→ **Stated problem**: Beginning at the line that contains "Category: flower bud" and ending at the last line of the entries, write out each line exactly; include nothing outside that span.

→ **Extracted entries**:
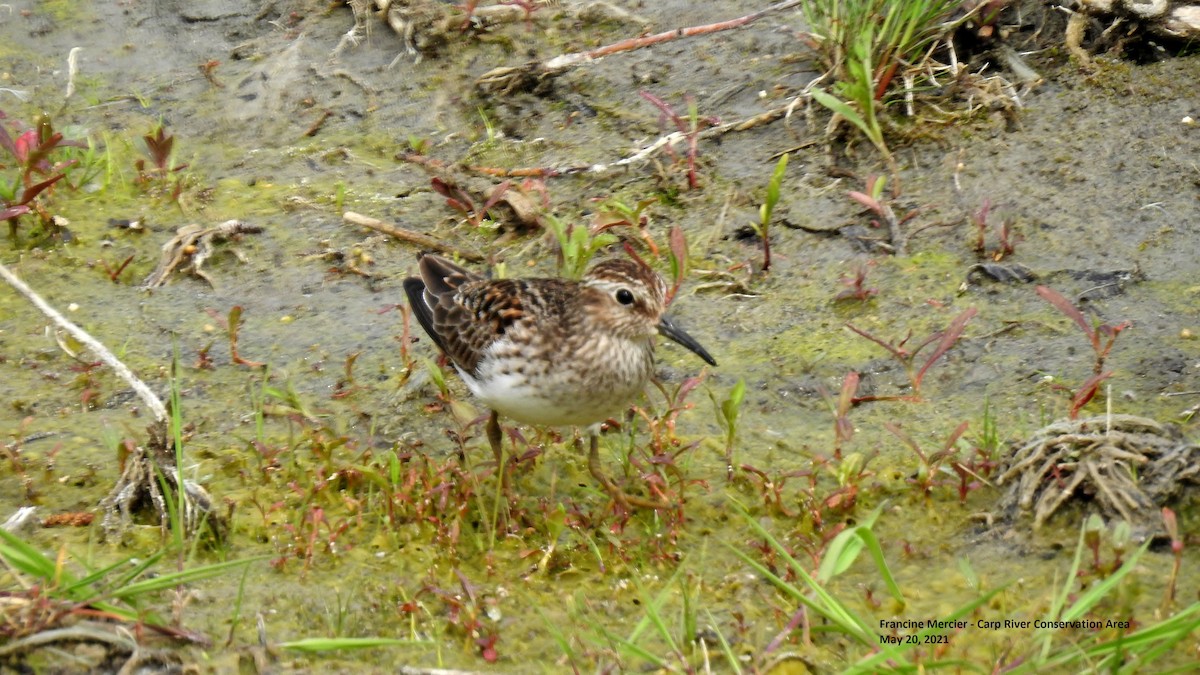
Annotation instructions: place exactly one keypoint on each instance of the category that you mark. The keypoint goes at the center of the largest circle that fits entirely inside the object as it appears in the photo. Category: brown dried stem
(423, 240)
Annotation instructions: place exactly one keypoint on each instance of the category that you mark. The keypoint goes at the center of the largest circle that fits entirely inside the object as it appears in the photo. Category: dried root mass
(1128, 466)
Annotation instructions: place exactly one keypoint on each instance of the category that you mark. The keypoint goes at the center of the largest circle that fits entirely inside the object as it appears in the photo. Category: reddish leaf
(13, 211)
(1065, 305)
(1086, 392)
(35, 190)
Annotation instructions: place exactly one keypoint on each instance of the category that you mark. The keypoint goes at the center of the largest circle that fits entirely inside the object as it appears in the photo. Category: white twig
(72, 69)
(123, 371)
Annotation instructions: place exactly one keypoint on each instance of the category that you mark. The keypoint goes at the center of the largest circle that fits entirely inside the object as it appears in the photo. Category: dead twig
(423, 240)
(528, 76)
(143, 467)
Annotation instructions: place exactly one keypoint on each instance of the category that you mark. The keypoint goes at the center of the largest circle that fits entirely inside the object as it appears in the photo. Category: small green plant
(945, 339)
(689, 126)
(162, 174)
(865, 43)
(1101, 335)
(762, 228)
(838, 616)
(576, 246)
(727, 412)
(843, 428)
(1103, 651)
(856, 286)
(1006, 240)
(30, 161)
(117, 592)
(460, 201)
(942, 461)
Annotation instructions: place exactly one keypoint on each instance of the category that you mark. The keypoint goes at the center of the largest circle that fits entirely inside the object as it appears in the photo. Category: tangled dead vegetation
(1128, 466)
(1115, 22)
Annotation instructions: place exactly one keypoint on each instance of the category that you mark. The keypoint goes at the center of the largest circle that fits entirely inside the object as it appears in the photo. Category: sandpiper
(550, 352)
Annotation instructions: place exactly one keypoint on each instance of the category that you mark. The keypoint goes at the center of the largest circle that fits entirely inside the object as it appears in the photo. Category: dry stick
(598, 168)
(423, 240)
(504, 77)
(123, 371)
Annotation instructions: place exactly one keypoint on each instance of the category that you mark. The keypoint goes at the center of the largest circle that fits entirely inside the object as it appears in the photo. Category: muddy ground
(325, 473)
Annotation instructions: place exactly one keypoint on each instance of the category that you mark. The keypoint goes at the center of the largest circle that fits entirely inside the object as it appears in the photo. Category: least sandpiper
(550, 352)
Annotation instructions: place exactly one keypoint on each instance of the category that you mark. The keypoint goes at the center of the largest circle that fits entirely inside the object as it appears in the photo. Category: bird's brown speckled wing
(462, 311)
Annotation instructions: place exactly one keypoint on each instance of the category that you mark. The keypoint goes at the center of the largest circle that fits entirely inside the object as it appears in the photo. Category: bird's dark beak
(667, 327)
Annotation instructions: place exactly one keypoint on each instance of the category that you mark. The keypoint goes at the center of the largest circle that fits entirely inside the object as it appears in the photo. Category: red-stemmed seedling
(935, 463)
(689, 126)
(1099, 335)
(856, 286)
(907, 358)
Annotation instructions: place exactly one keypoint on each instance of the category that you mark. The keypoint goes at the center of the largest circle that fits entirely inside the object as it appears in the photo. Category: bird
(547, 351)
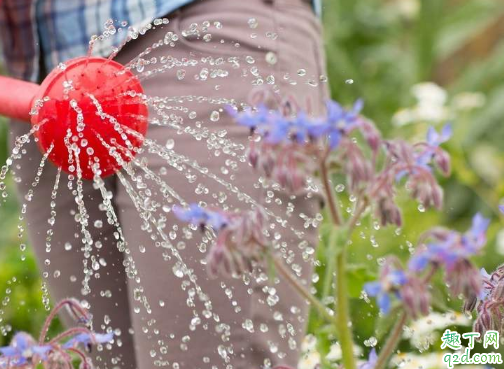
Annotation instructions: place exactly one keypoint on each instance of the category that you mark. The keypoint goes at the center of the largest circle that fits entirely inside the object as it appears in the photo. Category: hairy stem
(333, 208)
(343, 312)
(393, 340)
(293, 281)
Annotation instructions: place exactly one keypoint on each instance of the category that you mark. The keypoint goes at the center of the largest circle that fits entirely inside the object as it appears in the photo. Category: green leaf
(357, 276)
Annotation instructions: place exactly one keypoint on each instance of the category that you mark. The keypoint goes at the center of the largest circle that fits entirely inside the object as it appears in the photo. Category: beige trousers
(163, 317)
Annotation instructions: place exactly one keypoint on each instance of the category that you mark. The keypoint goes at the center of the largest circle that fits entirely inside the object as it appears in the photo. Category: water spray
(76, 107)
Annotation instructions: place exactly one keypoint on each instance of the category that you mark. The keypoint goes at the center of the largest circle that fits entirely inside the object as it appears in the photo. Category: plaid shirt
(61, 29)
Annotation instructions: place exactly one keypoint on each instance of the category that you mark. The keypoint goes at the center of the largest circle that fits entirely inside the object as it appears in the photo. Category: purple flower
(431, 152)
(88, 339)
(341, 121)
(449, 247)
(22, 349)
(390, 281)
(201, 217)
(416, 297)
(371, 362)
(451, 250)
(490, 315)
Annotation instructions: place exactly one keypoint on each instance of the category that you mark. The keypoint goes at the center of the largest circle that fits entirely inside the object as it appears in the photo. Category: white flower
(427, 361)
(468, 100)
(425, 331)
(429, 93)
(335, 353)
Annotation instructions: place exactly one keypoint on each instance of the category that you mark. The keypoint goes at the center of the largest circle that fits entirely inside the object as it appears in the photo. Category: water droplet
(170, 144)
(215, 116)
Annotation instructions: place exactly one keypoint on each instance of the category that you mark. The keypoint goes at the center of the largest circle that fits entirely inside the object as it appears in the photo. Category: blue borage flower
(389, 284)
(25, 352)
(371, 361)
(277, 128)
(411, 290)
(293, 143)
(451, 251)
(450, 247)
(87, 339)
(202, 217)
(22, 349)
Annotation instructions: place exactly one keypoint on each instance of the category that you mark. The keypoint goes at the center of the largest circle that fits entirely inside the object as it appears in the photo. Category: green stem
(343, 312)
(293, 281)
(391, 344)
(331, 201)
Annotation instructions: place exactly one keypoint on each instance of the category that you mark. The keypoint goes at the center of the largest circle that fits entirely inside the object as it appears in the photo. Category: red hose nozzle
(16, 98)
(90, 113)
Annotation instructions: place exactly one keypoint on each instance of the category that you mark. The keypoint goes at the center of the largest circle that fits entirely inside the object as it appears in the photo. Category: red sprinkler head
(89, 110)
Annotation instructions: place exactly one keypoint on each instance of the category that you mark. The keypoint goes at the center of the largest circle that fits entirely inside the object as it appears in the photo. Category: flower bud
(388, 212)
(442, 160)
(416, 297)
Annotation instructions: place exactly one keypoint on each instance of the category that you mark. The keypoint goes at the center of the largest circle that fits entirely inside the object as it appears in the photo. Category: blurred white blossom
(426, 361)
(430, 107)
(468, 100)
(425, 331)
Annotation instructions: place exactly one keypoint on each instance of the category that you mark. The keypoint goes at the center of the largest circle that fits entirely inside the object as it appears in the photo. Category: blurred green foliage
(376, 50)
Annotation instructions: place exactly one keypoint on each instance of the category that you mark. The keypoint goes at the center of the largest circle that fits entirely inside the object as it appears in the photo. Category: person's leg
(58, 244)
(252, 322)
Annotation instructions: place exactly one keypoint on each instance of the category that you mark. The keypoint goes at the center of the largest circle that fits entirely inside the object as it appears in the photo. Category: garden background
(415, 63)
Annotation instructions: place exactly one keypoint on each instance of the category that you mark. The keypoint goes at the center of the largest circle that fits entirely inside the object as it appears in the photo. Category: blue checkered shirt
(61, 29)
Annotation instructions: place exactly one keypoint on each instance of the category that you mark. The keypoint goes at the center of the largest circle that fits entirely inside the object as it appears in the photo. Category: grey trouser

→ **Answer to the task**:
Annotation instructions: place exactly one keypoint on each instance of the category that you mark. The keypoint goes at the center of the largest circle that fits entirely inside the object as it appears in the photo. Category: flower bud
(388, 212)
(442, 160)
(416, 297)
Annotation instructions: place exactly one keypoint on each instance of the category that you mark. The keypoint goes at the center of the largest circle that fits entirely inside the object as it appears in the photo. Category: blurred white blossom
(426, 361)
(430, 107)
(468, 100)
(425, 331)
Annotation instructions: place exactly one keypoint on each instance of the category that you mark. The keypoint goes at the center of the largest circle that fits entirely inside the object as it appears in the photo. Category: blurred green foliage
(376, 50)
Annotation instructions: place exactly one keypoint on each instance of the category that you mark. The keypoint goes at the center of the largest circle that fits entirely inside the object as it appears in the photo. Category: person's leg
(58, 244)
(252, 322)
Annotation instructions: place exactly one keypoint on each instance of the category that you mark. The keypoint goes at the center of the largest circle that fits entirely inside the object as it appears in the photo. Category: garden background
(415, 63)
Annotation instructions: place exactly one keypoint on each instance of the category that you mark. The keypoint goes at the center of the largest circle that fits entirely inside the object as it appears in the photo. Category: blue checkered shirt
(61, 29)
Annotation instructions: place exactly one keypoint on each instance of the category that you mark. The keypoint goes at the center of the largest circle that fits entirely inside the object as it appears in the photo. Category: grey trouser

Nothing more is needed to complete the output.